◆ STATED GOAL ◆
Please render the listing, from its first line through the line that contains "<point>234,24</point>", both ends included, as a JSON list of strings with one string per line and blank lines left out. Omit the pictures.

## start RECORDS SHOWN

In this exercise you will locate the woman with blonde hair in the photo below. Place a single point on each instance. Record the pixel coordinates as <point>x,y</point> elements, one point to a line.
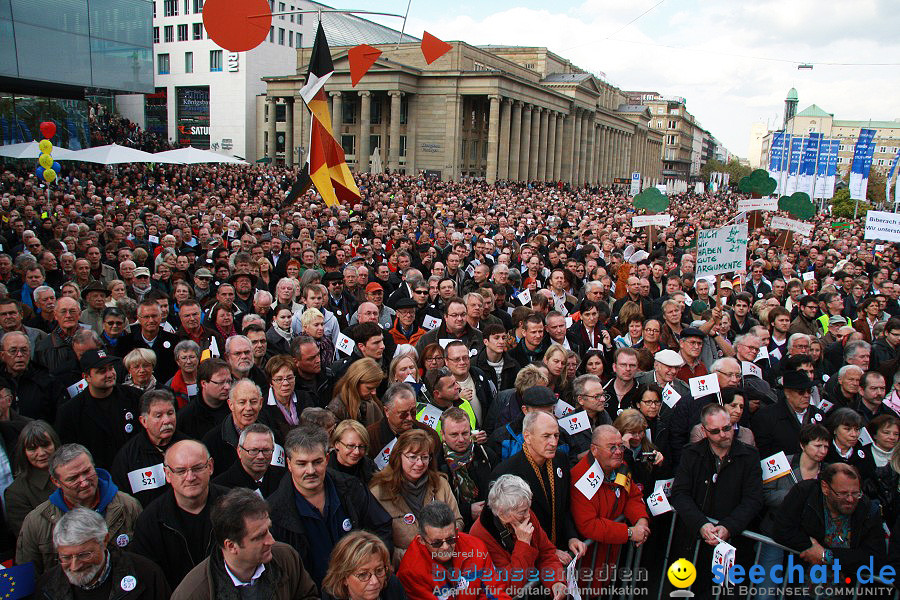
<point>360,569</point>
<point>408,483</point>
<point>355,393</point>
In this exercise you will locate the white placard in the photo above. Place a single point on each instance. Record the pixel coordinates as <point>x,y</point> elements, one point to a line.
<point>278,456</point>
<point>670,396</point>
<point>562,409</point>
<point>430,415</point>
<point>590,482</point>
<point>799,227</point>
<point>882,225</point>
<point>775,467</point>
<point>575,422</point>
<point>722,250</point>
<point>757,204</point>
<point>345,344</point>
<point>384,455</point>
<point>658,503</point>
<point>147,478</point>
<point>662,220</point>
<point>748,368</point>
<point>704,385</point>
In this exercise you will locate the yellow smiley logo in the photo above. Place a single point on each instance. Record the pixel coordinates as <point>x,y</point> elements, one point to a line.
<point>682,573</point>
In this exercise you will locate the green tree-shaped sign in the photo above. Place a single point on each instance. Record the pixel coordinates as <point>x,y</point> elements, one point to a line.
<point>797,205</point>
<point>757,184</point>
<point>651,200</point>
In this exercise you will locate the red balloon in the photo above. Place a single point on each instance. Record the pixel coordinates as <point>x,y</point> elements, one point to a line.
<point>48,129</point>
<point>234,24</point>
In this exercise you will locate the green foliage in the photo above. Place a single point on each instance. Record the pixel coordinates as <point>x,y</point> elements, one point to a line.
<point>758,183</point>
<point>798,205</point>
<point>651,200</point>
<point>842,205</point>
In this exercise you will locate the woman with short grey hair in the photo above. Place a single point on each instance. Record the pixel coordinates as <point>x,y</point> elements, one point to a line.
<point>514,537</point>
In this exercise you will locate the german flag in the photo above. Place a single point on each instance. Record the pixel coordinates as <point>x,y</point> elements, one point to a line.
<point>326,167</point>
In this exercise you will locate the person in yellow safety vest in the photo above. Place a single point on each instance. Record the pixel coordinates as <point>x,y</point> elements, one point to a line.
<point>834,306</point>
<point>442,393</point>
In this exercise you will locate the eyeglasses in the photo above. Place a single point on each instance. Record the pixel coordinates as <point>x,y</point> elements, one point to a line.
<point>413,458</point>
<point>196,469</point>
<point>450,541</point>
<point>365,576</point>
<point>253,452</point>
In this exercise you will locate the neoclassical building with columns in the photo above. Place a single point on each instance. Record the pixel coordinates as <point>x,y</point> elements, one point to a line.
<point>498,112</point>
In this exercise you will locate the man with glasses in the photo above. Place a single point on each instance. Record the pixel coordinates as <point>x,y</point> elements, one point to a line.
<point>175,531</point>
<point>254,469</point>
<point>443,562</point>
<point>138,466</point>
<point>89,563</point>
<point>718,477</point>
<point>815,509</point>
<point>209,409</point>
<point>616,496</point>
<point>313,508</point>
<point>80,484</point>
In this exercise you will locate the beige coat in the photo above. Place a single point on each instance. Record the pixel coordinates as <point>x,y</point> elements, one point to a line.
<point>404,528</point>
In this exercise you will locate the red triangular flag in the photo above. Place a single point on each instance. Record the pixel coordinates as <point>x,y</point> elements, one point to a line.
<point>433,48</point>
<point>362,58</point>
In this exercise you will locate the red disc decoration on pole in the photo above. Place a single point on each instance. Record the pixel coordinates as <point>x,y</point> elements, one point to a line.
<point>237,25</point>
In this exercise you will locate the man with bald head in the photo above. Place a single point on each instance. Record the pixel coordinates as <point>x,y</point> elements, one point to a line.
<point>595,516</point>
<point>174,531</point>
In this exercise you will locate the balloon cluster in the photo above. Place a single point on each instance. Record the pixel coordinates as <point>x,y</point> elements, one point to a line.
<point>48,169</point>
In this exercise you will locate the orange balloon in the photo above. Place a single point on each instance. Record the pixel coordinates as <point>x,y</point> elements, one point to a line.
<point>233,25</point>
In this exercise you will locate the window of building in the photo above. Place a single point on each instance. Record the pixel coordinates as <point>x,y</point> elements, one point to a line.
<point>348,143</point>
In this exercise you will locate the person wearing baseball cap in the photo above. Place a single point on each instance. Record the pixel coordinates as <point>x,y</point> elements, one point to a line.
<point>104,415</point>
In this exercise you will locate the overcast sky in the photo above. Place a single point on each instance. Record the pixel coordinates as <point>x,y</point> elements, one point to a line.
<point>719,55</point>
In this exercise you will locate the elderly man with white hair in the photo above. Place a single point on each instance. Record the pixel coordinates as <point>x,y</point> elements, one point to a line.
<point>89,565</point>
<point>515,539</point>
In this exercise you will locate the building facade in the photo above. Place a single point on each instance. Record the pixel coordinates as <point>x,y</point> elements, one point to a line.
<point>502,113</point>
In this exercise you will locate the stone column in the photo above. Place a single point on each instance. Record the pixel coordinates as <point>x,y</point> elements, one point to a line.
<point>396,97</point>
<point>546,149</point>
<point>289,132</point>
<point>504,149</point>
<point>493,137</point>
<point>270,128</point>
<point>336,115</point>
<point>525,142</point>
<point>515,140</point>
<point>535,150</point>
<point>365,127</point>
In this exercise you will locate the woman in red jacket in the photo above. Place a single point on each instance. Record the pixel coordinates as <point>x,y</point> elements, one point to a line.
<point>515,540</point>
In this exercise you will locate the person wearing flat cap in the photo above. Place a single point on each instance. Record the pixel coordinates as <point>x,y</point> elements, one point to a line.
<point>777,427</point>
<point>104,415</point>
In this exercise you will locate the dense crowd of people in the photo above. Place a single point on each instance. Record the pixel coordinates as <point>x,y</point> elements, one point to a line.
<point>445,389</point>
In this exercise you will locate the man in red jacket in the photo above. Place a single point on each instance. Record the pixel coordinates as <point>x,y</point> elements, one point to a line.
<point>602,490</point>
<point>443,563</point>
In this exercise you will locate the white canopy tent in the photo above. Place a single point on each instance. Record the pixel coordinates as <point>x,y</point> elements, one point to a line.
<point>114,154</point>
<point>193,156</point>
<point>31,150</point>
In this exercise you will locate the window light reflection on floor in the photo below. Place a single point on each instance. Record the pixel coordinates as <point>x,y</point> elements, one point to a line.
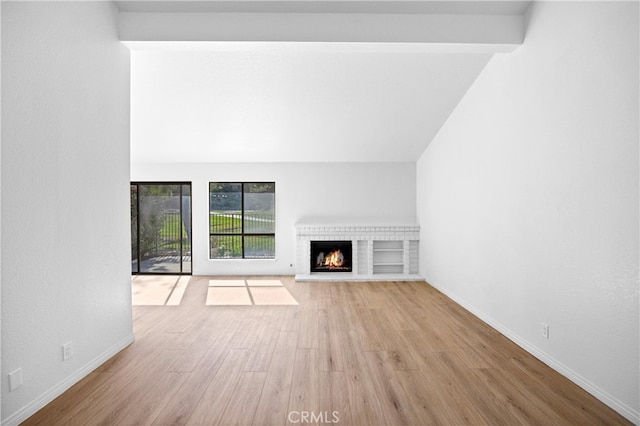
<point>249,292</point>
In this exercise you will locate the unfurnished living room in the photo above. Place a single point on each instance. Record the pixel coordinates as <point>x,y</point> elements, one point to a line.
<point>320,212</point>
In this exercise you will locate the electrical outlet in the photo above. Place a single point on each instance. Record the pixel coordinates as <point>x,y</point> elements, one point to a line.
<point>67,351</point>
<point>15,379</point>
<point>545,330</point>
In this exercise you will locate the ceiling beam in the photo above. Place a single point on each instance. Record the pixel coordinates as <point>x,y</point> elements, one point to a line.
<point>499,32</point>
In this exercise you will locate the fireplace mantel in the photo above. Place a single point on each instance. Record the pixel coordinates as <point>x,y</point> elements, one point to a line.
<point>385,252</point>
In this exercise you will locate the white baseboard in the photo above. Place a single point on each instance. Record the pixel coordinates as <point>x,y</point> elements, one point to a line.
<point>30,409</point>
<point>628,412</point>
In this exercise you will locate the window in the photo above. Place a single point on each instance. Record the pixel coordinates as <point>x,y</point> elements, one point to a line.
<point>242,220</point>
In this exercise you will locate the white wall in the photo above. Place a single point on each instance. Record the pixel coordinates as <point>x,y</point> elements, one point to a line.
<point>353,192</point>
<point>65,196</point>
<point>528,196</point>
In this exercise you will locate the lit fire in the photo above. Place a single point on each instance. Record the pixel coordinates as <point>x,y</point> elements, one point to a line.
<point>334,259</point>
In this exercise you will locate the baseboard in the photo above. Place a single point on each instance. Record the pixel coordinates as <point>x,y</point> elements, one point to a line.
<point>628,412</point>
<point>30,409</point>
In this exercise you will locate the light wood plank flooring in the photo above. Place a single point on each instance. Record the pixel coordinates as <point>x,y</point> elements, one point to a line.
<point>381,353</point>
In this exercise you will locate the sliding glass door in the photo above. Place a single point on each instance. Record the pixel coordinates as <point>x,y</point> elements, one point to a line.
<point>161,228</point>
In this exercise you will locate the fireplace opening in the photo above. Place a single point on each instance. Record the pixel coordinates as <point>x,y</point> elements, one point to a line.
<point>331,256</point>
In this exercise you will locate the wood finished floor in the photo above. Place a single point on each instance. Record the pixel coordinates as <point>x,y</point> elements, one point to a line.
<point>361,353</point>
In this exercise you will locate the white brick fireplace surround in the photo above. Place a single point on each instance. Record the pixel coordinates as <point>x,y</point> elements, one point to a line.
<point>380,252</point>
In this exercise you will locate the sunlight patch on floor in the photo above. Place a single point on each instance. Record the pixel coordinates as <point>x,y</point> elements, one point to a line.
<point>157,290</point>
<point>249,292</point>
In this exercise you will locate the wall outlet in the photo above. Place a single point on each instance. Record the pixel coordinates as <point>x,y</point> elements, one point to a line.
<point>15,379</point>
<point>544,330</point>
<point>67,351</point>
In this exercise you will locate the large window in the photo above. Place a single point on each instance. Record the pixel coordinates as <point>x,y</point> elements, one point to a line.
<point>242,220</point>
<point>160,228</point>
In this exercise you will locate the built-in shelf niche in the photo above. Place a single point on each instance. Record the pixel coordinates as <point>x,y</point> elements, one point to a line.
<point>380,252</point>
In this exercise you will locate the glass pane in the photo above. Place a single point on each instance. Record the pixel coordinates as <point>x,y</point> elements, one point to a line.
<point>259,247</point>
<point>160,227</point>
<point>259,208</point>
<point>134,229</point>
<point>186,229</point>
<point>225,208</point>
<point>225,246</point>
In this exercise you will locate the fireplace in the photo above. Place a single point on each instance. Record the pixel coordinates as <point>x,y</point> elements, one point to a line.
<point>331,256</point>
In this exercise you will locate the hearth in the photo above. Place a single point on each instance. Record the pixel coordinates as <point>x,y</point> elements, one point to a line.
<point>331,256</point>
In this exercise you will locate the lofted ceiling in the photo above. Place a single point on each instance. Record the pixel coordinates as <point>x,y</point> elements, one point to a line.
<point>304,81</point>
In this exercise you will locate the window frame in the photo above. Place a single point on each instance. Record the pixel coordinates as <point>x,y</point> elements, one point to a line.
<point>243,234</point>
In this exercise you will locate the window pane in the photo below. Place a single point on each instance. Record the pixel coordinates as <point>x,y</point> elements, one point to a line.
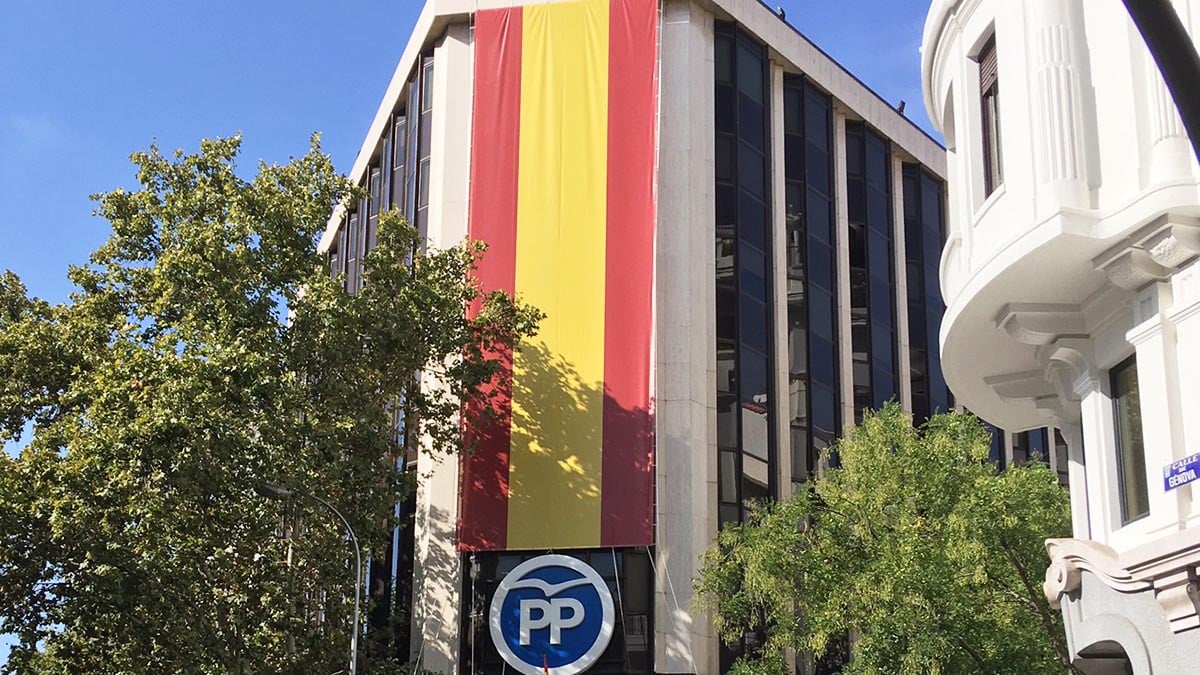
<point>1127,401</point>
<point>750,75</point>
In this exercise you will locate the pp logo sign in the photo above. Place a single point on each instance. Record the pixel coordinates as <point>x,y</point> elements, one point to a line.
<point>552,614</point>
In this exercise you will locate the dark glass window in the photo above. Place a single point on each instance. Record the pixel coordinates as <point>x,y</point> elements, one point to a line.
<point>989,105</point>
<point>1131,448</point>
<point>871,268</point>
<point>811,275</point>
<point>375,203</point>
<point>1061,458</point>
<point>399,156</point>
<point>996,453</point>
<point>424,143</point>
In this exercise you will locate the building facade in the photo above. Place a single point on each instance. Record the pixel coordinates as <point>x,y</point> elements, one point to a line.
<point>1072,296</point>
<point>737,248</point>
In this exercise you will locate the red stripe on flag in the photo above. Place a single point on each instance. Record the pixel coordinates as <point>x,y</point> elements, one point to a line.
<point>628,479</point>
<point>484,506</point>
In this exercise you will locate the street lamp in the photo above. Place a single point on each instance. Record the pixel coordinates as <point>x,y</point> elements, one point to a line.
<point>275,491</point>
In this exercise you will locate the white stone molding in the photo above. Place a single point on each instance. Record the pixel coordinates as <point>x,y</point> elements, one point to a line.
<point>1174,242</point>
<point>1020,386</point>
<point>1063,358</point>
<point>1151,254</point>
<point>1132,269</point>
<point>1041,323</point>
<point>1071,557</point>
<point>1167,566</point>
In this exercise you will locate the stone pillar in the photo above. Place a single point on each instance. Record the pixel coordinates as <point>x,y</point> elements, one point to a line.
<point>1077,472</point>
<point>1170,154</point>
<point>1101,470</point>
<point>1153,338</point>
<point>685,340</point>
<point>1185,316</point>
<point>1056,90</point>
<point>437,569</point>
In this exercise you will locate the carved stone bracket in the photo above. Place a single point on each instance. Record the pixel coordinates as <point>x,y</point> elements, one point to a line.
<point>1152,254</point>
<point>1168,567</point>
<point>1071,557</point>
<point>1041,323</point>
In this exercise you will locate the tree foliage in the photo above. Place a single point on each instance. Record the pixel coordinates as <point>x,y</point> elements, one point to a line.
<point>205,351</point>
<point>913,544</point>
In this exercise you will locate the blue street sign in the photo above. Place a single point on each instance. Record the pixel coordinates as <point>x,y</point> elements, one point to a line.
<point>1181,472</point>
<point>552,615</point>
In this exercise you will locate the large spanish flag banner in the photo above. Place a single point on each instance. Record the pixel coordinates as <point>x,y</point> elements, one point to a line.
<point>562,190</point>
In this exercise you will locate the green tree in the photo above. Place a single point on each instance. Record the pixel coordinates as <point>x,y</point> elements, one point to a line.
<point>913,544</point>
<point>205,351</point>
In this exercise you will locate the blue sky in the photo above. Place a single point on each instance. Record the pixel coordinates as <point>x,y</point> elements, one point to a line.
<point>83,84</point>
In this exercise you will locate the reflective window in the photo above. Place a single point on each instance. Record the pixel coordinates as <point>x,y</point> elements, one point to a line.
<point>743,273</point>
<point>1131,446</point>
<point>923,249</point>
<point>811,308</point>
<point>871,268</point>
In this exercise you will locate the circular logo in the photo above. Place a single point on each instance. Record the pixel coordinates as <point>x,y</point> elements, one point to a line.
<point>552,614</point>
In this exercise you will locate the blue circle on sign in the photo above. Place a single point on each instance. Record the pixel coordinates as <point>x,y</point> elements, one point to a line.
<point>552,614</point>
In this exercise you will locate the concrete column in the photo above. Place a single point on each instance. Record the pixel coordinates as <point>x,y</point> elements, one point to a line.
<point>904,362</point>
<point>1153,338</point>
<point>685,340</point>
<point>437,569</point>
<point>845,352</point>
<point>1099,437</point>
<point>1056,39</point>
<point>779,282</point>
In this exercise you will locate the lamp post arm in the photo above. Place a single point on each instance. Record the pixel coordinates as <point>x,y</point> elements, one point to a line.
<point>358,579</point>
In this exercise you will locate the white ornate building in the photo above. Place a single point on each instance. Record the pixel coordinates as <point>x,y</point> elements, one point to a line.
<point>1073,296</point>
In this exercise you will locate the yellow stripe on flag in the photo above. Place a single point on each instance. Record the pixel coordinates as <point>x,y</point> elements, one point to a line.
<point>557,381</point>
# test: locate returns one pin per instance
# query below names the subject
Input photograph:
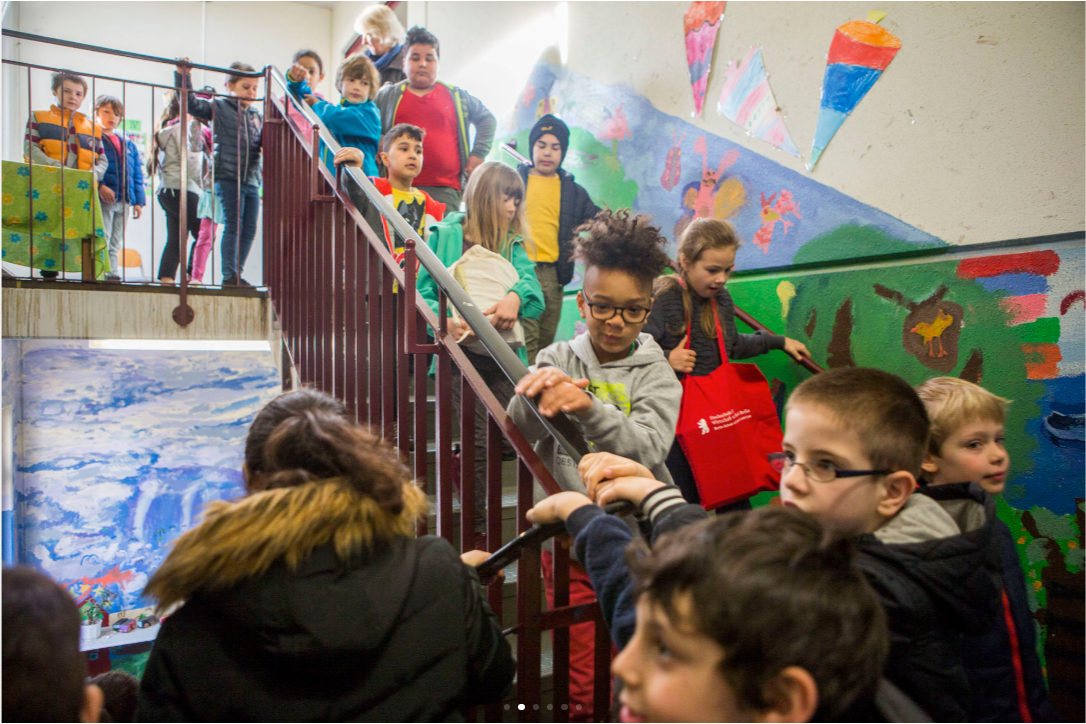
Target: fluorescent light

## end RECORDS SHOWN

◆ WORKED ANSWER ◆
[
  "In this exercise you will locate the woman with blonde hair in the photo below. Place a single point on each instance. Record the pixel coordinates as <point>x,y</point> elements, one point to a line.",
  "<point>360,569</point>",
  "<point>408,483</point>",
  "<point>355,393</point>",
  "In this exercise you will locate the white placard in the photo above. Place a single point on each instance. Record the pixel coordinates as <point>x,y</point> elements, one point to a line.",
  "<point>278,456</point>",
  "<point>670,396</point>",
  "<point>562,409</point>",
  "<point>430,415</point>",
  "<point>590,482</point>",
  "<point>799,227</point>",
  "<point>882,225</point>",
  "<point>775,467</point>",
  "<point>575,422</point>",
  "<point>722,250</point>",
  "<point>757,204</point>",
  "<point>345,344</point>",
  "<point>384,455</point>",
  "<point>658,503</point>",
  "<point>147,478</point>",
  "<point>662,220</point>",
  "<point>748,368</point>",
  "<point>704,385</point>",
  "In this exercise you will locate the yellow smiley logo in the photo above. Place a single point on each instance. Record the pixel coordinates as <point>x,y</point> elements, one point to a line.",
  "<point>682,573</point>",
  "In this exercise you will locate the green tree-shaped sign in the photo above. Place a single point on each instance. Record the pixel coordinates as <point>x,y</point> elements, one point to a line.",
  "<point>797,205</point>",
  "<point>757,184</point>",
  "<point>651,200</point>",
  "In this exercise you will locate the red balloon in the photo above. Place a single point on each instance. Record the pixel coordinates as <point>x,y</point> elements, one point to a line.",
  "<point>48,129</point>",
  "<point>234,24</point>"
]